**PROMPT:**
From the rows below, extract every line without any change, starting with the line that contains "Object = pale blue sky" and going on through the end of the rows, both ends included.

□ □ □

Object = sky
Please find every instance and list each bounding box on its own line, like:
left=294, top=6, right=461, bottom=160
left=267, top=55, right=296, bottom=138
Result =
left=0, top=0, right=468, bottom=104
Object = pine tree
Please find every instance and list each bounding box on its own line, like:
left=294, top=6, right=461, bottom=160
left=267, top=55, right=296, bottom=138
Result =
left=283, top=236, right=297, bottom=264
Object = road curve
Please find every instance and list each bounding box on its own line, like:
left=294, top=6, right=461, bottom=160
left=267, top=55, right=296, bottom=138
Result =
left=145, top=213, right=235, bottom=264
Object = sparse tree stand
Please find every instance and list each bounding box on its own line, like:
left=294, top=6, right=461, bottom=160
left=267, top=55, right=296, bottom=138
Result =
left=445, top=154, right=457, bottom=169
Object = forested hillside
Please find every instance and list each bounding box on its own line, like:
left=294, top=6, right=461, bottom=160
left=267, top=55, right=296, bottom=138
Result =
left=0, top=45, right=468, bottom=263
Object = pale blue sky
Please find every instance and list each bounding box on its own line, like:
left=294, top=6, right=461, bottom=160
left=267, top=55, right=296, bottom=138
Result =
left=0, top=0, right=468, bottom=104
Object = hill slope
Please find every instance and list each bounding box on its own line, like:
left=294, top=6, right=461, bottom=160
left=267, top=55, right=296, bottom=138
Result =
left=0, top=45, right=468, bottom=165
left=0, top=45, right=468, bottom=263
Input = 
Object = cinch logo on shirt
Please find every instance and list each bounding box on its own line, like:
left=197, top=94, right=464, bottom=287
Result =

□ □ □

**TASK ANSWER:**
Object = pale blue sky
Please find every instance and list each bounding box on its own line, like:
left=294, top=6, right=461, bottom=160
left=267, top=55, right=296, bottom=138
Result =
left=0, top=0, right=468, bottom=104
Object = hill slope
Please find every instance and list each bounding box on its own line, like:
left=294, top=6, right=461, bottom=160
left=267, top=55, right=296, bottom=138
Result =
left=0, top=45, right=468, bottom=165
left=0, top=45, right=468, bottom=263
Input = 
Object = cinch logo on shirt
Please find every instance and list each bounding box on its own line, like:
left=197, top=94, right=464, bottom=287
Result =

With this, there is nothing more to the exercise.